Parts of the exercise →
1 – Translate this sentence from the account of life in Sonoma County below into French: "Living in Sonoma County (even part of the time) was always a family goal."
2 – In the account of life in Sonoma County below, in what year did the couple find their Sonoma fixer-upper cottage?
3 – Proceed with the account of life in Sonoma County below, continuing it after its last sentence.

Welcome to our lifestyle and wine country living site. We’ve lived enough years to appreciate the value of a life that’s simpler, more meaningful, and kind. Join us in an online gathering of people who want to continue to reflect, learn and explore. Our goal is to stay connected with the best parts of our past (which for everyone associated with this site revolve around Sonoma County and the Napa Valley) and to help ensure that “old school” values of creating community, celebrating our history, and sharing our stories, endure into the future.
We hope to share the things that inspire us to slow down, to live and act with intention, and to express gratitude openly and often. Living Sonoma County celebrates the wonder of the North Bay’s natural resources, a simplicity of lifestyle, and a focus on what really matters. Anyone can cultivate a “Sonoma State of Mind” wherever they are.
My husband and I are both native San Franciscans who vacationed in Sonoma County as kids (Russian River and Boyes Hot Springs) and who always dreamed of having our own little getaway in this remarkable place. Living in Sonoma County (even part of the time) was always a family goal.
In 1997 we found our Sonoma fixer-upper cottage, drained our savings account and had to temporarily raid the kids’ bank accounts for the last few thousand dollars we needed for closing costs.
The real estate agent called it “cozy” (which absolutely always, always means “small”) and we knew that the 900 square foot cottage built in 1956 was perfect. For city people like John and me, one-third of an acre made us feel like we owned our own park. Our little ones who were used to a cement backyard in the city and who now regularly saw raccoons, squirrels, possum and deer in our backyard asked if we had bought a farm.

The data →
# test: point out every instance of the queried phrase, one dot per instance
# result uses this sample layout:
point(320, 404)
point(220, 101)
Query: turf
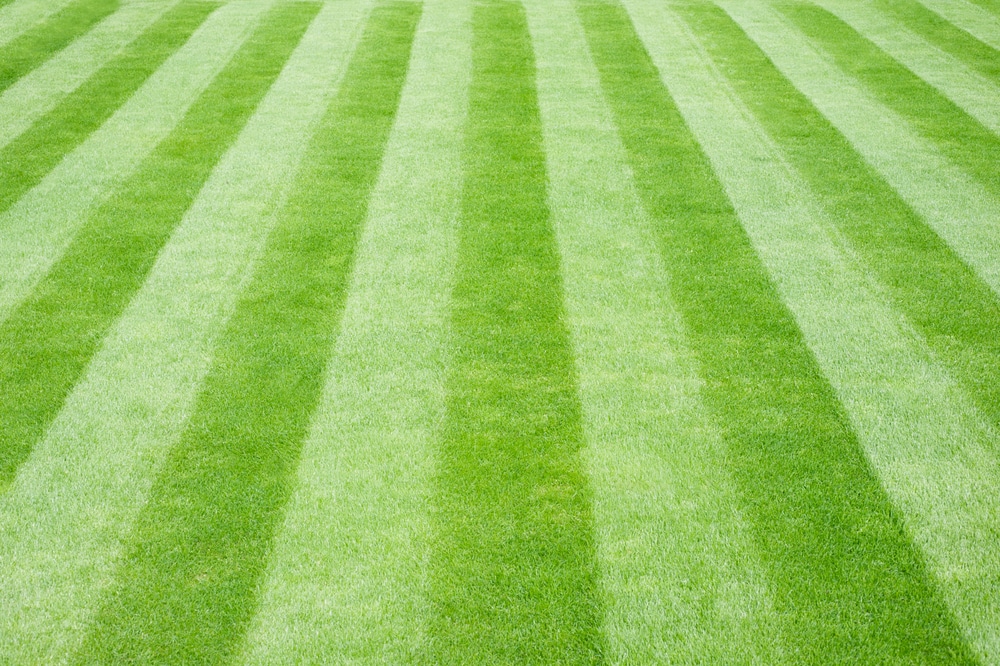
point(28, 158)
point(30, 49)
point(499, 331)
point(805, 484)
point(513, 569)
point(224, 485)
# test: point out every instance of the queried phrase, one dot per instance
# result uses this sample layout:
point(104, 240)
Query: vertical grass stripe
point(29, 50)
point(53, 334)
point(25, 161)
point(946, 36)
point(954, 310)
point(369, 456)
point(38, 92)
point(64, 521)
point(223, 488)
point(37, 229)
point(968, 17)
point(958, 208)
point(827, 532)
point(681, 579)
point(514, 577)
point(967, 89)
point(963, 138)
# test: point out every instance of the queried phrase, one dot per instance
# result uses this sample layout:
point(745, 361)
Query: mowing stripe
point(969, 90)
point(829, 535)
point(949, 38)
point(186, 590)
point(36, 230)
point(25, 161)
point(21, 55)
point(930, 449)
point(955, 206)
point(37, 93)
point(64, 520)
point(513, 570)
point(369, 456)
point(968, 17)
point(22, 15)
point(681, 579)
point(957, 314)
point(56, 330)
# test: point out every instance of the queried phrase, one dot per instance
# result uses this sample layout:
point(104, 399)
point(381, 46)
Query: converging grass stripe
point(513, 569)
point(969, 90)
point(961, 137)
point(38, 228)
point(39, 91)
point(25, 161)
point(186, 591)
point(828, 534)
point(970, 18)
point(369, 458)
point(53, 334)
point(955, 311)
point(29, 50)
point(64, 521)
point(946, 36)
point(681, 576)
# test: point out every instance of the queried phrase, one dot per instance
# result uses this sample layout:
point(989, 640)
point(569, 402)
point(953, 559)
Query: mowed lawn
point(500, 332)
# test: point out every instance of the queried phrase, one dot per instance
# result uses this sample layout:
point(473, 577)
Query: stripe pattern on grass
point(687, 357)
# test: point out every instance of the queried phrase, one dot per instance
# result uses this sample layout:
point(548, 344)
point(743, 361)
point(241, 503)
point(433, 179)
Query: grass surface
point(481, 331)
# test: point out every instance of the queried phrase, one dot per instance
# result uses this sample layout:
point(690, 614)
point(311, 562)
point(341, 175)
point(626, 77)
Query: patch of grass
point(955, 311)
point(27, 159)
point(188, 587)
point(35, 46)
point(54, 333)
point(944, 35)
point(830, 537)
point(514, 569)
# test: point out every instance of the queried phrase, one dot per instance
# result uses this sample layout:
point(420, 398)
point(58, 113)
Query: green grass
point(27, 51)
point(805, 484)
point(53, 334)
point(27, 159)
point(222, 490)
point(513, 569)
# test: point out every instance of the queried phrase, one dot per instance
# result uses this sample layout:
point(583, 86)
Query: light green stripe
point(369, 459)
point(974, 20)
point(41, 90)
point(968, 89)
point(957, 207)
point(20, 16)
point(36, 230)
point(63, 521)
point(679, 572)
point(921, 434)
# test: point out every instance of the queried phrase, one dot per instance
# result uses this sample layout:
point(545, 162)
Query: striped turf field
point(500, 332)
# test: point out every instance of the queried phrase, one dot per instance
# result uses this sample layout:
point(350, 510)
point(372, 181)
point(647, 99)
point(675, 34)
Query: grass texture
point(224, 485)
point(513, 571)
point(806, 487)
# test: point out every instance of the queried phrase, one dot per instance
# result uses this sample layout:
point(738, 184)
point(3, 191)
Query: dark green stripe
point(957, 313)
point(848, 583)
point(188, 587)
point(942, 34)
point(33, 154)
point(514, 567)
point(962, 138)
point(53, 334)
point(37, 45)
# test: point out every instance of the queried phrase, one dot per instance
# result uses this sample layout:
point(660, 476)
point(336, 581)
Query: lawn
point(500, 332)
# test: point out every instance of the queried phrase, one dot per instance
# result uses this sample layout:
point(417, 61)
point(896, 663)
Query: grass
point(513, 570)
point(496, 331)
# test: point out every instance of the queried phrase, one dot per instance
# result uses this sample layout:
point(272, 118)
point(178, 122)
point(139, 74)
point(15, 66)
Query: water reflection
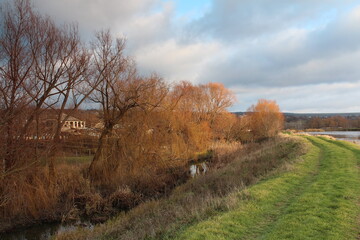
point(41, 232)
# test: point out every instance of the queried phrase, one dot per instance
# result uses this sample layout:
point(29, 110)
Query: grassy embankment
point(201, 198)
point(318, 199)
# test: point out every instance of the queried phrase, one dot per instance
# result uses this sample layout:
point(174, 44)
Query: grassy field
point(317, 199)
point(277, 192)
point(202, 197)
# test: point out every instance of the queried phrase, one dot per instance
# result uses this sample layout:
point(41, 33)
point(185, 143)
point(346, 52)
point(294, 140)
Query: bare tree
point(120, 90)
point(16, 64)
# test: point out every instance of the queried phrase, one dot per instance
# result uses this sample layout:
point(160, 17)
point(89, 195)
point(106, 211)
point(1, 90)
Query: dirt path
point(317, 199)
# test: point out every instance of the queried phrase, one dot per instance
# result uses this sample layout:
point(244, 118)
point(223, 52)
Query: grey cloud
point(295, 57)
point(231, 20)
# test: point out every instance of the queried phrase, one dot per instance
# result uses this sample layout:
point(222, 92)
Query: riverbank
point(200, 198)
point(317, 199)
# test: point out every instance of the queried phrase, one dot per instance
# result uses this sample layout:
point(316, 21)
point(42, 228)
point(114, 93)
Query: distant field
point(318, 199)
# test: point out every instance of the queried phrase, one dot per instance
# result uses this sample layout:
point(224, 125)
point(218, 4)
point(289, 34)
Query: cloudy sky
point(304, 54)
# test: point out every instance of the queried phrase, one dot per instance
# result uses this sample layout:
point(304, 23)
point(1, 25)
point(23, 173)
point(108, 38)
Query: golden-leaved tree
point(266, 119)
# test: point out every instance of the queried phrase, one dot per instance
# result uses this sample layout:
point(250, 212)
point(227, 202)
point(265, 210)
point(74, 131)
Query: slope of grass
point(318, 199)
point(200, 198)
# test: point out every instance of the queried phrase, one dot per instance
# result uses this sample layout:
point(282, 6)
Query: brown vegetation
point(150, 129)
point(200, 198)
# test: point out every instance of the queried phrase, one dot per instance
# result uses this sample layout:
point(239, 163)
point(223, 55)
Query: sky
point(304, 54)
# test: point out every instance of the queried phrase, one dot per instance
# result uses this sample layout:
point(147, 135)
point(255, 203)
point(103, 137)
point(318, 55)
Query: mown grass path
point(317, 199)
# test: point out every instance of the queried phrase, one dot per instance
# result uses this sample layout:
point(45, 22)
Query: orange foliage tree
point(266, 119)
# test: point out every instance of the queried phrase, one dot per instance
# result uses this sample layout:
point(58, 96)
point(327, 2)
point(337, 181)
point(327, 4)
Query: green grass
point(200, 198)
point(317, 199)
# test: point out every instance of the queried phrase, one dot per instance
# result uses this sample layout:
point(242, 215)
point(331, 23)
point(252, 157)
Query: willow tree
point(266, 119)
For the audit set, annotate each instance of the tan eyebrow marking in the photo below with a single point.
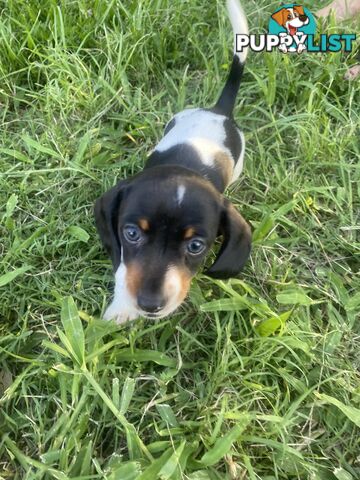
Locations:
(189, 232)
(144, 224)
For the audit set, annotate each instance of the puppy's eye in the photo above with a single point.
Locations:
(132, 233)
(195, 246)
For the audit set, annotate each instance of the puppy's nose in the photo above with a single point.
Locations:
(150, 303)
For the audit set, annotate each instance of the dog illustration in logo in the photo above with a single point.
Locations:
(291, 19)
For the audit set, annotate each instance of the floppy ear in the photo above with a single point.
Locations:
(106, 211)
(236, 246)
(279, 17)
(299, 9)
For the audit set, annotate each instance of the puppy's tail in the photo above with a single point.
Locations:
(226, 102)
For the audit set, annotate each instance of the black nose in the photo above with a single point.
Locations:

Task answers →
1 – Vivre dans le comté de Sonoma (même à temps partiel) a toujours été un objectif familial.

2 – They found it in 1997.

3 –
In the beginning we played the radio when we were outside but soon stopped in favor of the symphony of the sounds of nature. We had to get used to the “animal noises” as the kids called them, the buckeye nuts falling on our roof, and the crunch of dried oak leaves under our feet.
El Verano means “the summer” in Spanish and the area began as a resort area where people from the San Francisco Bay Area came to vacation. It seemed fitting to us that this had always been a place of rest and rejuvenation for those seeking the healing benefits of geothermal springs but also dancing, music and socializing for those who preferred more vivacious fun. Our plan was to channel more of the area’s restful past.
Having one small bathroom required a higher level of cooperation and all three children shared one bedroom, but we soon learned that living in close quarters can be very good for a family. And I especially loved to be able to look straight from the kitchen into the kid’s bedroom and see all three twin beds with matching quilts lined up in a row.
A short time after we bought the house, Katherine, our only daughter, experienced a recurrence of an aggressive childhood malignancy. Nineteen months later, Kate lost her life-long battle with cancer when she was ten years old.
During our many weeks in the hospital a life-long friend of John’s who lives in Sonoma cut roses from our front yard and drove them to Kate’s hospital room. It was an extraordinarily touching expression of support and seeing and smelling the crimson petals reminded us of the happy moments in our little cottage and gave us hope that Kate would have more time to spend there.
Our cottage waited patiently for us to return and was only a little worse for wear due to the efforts of family, friends and neighbors. In our absence, the grass in our front yard grew so tall that our new next door neighbor knew something was wrong. He started to mow our grass for us because he knew how much we loved spending time outdoors in our garden and he just kept mowing until we came back.
Kate did return to Sonoma many times where we experienced some of the best moments of our lives and most of them were right in our own back yard.
After our unimaginable loss we instinctively turned to Sonoma and to our cottage to bring us solace and sanctuary. We removed rotting pergolas with sledge hammers and jack hammered cracked cement walkways. We dug up sticker bushes and poison oak and the physical work and resulting exhaustion provided a respite from our grief. Sonoma continues to offer us a sense of peace unmatched in our city life.